# Passage
+--

Career panel guests at VCU Business share the realities behind their professional paths
Across three career panels, students heard how professionals built their careers through uncertainty and unexpected opportunities.
By Megan Nash
For students hoping for a yellow brick road into their careers, the fall career panels offered a more honest map.
Throughout the semester, several classes at the VCU School of Business gave way to conversations featuring professionals working in supply chain, management and entrepreneurship and marketing. The sessions offered less a primer on industries and more a look at the choices, frustrations and small discoveries that pushed each career forward.
A few moments stood out to students in particular.
They heard what it looks like to write your own way forward
Ayana Andrews-Joseph (M.A. ’22), a data and analytics consultant at Atlantic Union Bank, told students that her entry into the field began with exhaustion. Months of job applications had turned into a kind of loop — refresh, apply, repeat — with little to show for it. “Getting a job for was … a full-time job,” she said.
At some point, she’d had enough. “I got so frustrated that I wrote my own algorithm,” she told students. It surfaced five roles. She applied to all of them and ultimately landed the one she ranked first.
Now she works on a team that’s helping the mid-sized bank build something new: scalable data systems that leadership can use to make real-time decisions. Andrews-Joseph described her work as a kind of supply chain, though she’s moving information rather than freight. She builds end-to-end workflows, handing pieces off to specialists when the job requires it. “They’re not building something physical,” she said of the engineers she works with, “but they’re building the data I need in order to get the insights out.”
Her background — epidemiology, public health and analytics — taught her that tools change, but the fundamentals do not. And at the heart of those fundamentals is the human element.
“I’ve always been looking at data,” said Andrews-Joseph. “And what I carry with me throughout every single job is that every touch point is a person no matter what. The data that I’m analyzing is because somebody collected it or somebody did something and we have it.”

+--

# Dataset entries
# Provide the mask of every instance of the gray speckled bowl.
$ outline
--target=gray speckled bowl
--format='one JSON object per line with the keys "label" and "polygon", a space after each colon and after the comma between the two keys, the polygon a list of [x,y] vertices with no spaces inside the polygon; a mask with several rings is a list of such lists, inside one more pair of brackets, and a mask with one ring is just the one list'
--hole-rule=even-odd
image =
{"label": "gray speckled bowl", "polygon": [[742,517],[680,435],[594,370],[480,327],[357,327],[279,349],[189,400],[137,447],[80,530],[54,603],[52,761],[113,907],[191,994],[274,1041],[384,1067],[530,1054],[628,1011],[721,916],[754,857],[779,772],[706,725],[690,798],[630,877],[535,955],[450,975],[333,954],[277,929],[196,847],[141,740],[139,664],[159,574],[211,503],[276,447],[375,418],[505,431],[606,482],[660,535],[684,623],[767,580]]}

+--

# Tasks for this exercise
a) Name each field that Andrews-Joseph's background covers, as the career panel article lists them.
b) Please write out the career panel article word for word, everything from "Career panel guests" down to "more honest map.".

# Worked answers
a) Epidemiology, public health and analytics.

b)
Career panel guests at VCU Business share the realities behind their professional paths
Across three career panels, students heard how professionals built their careers through uncertainty and unexpected opportunities.
By Megan Nash
For students hoping for a yellow brick road into their careers, the fall career panels offered a more honest map.